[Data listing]
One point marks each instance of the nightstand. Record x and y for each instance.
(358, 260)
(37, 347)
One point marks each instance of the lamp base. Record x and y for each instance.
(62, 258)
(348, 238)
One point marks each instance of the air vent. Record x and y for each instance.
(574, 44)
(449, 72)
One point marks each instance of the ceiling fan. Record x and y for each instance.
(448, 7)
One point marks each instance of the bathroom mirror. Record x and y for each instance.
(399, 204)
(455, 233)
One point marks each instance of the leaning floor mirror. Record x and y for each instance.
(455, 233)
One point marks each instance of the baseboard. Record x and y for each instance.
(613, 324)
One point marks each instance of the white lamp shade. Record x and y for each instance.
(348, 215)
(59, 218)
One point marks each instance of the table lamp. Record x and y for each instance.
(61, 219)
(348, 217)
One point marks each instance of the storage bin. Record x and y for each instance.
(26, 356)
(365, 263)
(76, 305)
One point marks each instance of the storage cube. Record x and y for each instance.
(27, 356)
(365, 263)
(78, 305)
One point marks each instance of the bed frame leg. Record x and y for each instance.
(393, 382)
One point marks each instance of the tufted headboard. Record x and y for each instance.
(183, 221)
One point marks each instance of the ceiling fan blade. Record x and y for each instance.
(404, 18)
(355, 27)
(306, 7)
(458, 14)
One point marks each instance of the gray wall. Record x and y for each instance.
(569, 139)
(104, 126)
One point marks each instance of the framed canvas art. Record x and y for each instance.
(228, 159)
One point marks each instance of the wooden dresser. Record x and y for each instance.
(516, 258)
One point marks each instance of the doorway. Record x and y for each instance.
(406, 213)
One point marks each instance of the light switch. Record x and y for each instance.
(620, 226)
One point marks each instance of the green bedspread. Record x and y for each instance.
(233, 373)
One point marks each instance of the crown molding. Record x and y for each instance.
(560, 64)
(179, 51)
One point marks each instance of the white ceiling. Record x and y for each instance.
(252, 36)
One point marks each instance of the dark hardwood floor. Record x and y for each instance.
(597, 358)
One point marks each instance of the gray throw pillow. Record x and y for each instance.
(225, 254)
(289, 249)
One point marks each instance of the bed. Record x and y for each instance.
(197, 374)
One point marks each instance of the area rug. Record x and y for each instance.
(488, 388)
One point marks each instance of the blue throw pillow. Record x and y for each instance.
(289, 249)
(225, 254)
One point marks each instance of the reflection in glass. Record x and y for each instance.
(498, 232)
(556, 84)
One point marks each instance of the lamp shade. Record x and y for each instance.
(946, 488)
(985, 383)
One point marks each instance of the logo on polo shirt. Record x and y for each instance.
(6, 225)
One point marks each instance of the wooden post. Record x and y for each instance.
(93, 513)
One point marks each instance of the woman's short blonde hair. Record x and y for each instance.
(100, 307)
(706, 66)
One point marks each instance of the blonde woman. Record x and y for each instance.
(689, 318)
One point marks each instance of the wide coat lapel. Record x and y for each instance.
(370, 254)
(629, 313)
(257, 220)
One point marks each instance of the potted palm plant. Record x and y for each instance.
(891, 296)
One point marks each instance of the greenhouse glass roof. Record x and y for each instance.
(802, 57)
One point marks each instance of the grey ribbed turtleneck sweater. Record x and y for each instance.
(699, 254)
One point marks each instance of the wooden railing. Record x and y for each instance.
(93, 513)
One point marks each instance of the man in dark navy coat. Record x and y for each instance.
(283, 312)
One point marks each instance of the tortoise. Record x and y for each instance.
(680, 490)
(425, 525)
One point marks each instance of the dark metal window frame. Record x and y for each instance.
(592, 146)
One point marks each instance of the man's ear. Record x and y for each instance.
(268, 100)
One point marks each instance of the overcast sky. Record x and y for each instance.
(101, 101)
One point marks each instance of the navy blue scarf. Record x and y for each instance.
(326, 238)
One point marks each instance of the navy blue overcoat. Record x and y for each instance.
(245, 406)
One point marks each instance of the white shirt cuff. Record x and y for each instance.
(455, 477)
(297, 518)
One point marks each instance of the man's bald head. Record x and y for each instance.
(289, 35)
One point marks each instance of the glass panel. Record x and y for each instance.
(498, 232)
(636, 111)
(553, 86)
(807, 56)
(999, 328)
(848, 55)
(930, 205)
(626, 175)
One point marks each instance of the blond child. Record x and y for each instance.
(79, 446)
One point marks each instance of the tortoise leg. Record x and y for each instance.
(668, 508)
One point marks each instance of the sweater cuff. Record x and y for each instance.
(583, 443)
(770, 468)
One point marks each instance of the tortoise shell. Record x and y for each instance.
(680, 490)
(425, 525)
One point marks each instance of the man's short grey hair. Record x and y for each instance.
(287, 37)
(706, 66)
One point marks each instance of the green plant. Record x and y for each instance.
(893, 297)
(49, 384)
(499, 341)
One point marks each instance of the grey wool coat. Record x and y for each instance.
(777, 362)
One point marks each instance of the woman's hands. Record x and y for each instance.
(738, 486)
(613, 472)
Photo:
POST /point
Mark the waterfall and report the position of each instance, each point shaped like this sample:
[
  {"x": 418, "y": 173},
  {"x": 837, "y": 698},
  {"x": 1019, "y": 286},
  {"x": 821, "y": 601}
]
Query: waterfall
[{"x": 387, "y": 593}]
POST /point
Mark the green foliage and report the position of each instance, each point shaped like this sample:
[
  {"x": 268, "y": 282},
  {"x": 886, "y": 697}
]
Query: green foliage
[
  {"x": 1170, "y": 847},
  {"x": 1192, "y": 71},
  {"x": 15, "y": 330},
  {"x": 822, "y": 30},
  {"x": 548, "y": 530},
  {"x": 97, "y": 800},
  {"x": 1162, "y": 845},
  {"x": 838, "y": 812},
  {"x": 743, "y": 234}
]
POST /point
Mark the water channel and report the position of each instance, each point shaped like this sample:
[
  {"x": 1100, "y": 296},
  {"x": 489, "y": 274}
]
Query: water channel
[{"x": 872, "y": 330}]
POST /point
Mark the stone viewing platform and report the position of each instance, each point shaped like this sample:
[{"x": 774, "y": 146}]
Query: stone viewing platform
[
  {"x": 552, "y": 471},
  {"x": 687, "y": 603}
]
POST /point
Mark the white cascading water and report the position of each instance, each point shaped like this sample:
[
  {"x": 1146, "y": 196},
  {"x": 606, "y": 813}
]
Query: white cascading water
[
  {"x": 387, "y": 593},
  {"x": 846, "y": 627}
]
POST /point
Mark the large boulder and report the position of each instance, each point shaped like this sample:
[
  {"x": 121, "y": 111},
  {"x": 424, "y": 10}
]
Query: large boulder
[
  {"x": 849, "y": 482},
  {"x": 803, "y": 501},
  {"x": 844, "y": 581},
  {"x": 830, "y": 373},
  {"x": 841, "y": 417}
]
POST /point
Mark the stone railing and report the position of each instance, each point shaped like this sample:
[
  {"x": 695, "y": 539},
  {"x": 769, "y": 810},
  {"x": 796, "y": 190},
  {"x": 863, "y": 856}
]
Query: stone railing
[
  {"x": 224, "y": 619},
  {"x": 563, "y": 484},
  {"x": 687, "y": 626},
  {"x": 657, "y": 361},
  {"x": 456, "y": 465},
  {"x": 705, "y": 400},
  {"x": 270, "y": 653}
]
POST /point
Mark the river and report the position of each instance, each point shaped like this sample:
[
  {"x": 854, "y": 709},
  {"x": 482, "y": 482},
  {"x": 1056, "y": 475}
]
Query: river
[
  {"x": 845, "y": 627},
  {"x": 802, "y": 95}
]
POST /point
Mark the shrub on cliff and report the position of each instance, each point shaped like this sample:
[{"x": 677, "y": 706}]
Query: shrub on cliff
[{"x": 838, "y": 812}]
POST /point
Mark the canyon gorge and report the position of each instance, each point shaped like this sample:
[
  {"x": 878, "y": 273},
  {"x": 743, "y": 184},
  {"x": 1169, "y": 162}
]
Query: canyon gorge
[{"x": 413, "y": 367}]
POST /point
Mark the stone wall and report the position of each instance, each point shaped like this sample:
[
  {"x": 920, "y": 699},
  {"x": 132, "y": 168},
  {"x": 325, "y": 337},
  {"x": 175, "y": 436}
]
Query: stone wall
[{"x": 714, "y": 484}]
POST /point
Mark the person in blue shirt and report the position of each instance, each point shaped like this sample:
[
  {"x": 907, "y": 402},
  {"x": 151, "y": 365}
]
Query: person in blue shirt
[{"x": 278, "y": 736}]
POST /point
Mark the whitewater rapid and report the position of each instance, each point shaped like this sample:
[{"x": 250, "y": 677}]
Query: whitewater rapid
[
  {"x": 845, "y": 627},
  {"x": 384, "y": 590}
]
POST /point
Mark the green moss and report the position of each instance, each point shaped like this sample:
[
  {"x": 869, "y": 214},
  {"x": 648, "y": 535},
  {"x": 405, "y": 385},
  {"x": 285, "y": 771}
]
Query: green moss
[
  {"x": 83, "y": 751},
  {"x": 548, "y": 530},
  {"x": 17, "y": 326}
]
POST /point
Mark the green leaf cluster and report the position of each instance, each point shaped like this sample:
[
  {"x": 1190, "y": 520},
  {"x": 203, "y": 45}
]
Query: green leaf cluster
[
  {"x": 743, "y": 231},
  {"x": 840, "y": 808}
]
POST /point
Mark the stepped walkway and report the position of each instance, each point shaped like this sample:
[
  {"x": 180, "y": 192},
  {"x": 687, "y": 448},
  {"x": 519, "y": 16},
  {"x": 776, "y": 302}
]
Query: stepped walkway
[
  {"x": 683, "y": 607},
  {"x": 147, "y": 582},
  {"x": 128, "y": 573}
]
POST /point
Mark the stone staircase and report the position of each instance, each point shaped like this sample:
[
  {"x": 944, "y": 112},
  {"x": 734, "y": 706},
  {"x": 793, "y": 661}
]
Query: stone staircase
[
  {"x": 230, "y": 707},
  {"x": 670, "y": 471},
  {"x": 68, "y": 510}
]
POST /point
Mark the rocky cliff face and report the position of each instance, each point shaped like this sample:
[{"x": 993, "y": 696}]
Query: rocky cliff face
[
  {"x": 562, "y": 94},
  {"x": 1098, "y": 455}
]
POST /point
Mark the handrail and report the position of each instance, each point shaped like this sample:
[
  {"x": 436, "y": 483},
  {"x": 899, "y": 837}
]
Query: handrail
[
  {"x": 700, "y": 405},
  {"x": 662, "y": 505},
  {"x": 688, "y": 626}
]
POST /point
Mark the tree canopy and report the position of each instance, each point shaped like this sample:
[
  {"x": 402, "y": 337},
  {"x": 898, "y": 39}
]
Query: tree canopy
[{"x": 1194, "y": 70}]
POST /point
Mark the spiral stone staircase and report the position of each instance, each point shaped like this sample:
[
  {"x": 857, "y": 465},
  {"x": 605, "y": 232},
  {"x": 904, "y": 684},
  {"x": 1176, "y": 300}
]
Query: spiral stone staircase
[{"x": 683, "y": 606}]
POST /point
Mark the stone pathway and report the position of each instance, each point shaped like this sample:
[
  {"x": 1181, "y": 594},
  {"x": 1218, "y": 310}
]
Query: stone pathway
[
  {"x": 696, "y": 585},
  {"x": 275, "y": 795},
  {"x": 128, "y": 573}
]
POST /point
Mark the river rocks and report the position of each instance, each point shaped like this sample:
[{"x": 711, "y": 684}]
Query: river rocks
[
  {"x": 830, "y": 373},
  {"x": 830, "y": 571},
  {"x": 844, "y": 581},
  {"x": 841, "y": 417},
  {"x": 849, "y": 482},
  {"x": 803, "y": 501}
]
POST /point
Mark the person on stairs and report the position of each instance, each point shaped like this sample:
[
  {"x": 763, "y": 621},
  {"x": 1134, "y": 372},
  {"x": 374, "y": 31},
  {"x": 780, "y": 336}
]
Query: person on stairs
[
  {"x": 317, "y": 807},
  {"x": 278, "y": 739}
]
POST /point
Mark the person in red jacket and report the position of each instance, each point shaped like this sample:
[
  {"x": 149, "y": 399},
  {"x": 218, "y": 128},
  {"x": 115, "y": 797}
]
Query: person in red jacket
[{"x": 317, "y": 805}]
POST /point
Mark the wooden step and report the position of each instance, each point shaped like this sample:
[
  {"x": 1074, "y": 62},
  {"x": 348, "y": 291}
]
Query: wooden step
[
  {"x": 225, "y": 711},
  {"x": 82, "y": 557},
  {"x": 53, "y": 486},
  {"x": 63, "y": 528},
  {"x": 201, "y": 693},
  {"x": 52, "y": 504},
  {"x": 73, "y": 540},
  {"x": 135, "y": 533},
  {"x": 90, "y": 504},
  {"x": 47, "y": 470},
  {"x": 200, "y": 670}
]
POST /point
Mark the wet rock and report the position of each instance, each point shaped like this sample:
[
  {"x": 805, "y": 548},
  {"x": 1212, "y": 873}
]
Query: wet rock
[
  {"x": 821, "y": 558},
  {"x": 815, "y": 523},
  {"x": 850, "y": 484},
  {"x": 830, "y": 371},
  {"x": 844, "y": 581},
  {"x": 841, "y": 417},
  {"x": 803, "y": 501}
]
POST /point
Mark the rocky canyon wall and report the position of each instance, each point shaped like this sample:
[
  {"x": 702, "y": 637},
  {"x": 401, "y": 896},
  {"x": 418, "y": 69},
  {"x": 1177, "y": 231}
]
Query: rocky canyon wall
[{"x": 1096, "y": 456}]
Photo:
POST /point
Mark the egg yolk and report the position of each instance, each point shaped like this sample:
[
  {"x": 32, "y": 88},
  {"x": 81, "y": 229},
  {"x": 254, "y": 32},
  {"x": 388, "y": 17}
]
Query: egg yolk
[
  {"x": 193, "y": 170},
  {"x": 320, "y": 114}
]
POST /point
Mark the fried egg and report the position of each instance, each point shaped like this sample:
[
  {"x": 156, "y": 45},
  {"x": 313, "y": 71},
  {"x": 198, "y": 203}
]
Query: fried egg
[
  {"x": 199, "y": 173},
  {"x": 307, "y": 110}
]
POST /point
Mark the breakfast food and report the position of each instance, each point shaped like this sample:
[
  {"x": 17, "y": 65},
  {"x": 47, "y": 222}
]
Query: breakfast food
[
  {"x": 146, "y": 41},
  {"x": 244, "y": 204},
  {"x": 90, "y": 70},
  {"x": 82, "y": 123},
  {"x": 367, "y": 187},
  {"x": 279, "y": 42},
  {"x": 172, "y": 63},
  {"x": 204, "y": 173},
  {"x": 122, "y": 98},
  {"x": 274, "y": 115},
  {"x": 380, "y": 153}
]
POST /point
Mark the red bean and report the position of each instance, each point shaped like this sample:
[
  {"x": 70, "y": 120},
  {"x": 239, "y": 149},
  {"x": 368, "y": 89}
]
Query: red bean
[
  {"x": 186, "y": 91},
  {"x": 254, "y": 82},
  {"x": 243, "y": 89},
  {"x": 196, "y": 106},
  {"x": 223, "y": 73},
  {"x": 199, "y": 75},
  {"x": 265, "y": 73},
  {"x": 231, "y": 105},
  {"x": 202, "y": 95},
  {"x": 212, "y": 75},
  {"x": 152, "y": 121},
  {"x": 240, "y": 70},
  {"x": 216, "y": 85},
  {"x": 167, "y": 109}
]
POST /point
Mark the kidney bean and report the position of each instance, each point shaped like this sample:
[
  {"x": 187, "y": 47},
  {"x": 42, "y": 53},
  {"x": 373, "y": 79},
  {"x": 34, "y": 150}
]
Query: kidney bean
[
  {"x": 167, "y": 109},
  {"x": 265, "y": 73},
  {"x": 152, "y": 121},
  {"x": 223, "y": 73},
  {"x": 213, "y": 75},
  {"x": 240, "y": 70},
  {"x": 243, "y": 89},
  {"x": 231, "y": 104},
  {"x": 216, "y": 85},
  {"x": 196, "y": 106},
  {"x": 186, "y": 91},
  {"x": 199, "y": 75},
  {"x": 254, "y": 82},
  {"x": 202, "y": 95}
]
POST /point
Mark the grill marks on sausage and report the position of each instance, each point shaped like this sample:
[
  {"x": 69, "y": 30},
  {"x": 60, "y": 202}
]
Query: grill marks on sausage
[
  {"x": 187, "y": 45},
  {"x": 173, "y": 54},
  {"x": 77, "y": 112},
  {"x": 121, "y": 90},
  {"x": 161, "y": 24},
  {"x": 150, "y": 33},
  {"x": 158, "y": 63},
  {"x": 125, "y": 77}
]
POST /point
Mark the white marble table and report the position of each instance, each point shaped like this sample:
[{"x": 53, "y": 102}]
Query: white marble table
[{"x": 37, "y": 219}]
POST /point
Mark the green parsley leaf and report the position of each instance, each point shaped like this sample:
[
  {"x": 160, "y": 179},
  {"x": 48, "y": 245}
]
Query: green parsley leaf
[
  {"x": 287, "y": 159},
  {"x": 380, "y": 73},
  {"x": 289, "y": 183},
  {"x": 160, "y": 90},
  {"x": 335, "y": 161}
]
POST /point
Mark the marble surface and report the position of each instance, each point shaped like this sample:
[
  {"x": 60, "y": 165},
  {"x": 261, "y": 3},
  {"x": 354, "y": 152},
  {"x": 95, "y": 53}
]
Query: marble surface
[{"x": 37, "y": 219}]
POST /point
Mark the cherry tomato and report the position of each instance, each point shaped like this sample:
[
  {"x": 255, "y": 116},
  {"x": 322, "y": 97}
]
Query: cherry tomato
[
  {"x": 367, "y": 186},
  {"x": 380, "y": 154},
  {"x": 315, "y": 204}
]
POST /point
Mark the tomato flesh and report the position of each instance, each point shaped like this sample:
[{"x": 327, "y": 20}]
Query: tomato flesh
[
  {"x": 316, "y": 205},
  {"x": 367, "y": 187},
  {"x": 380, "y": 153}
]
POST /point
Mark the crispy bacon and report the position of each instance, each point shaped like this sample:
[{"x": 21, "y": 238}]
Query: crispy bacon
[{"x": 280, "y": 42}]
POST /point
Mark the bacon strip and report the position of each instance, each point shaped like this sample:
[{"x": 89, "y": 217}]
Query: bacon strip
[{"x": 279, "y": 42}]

**Task to complete:** Identify every line in the entries above that contains the word "kidney", and copy each of those lines in full. Case counts.

**Expected answer:**
Mark the kidney bean and report the position of each instance, each point shaped like this sample:
Query: kidney bean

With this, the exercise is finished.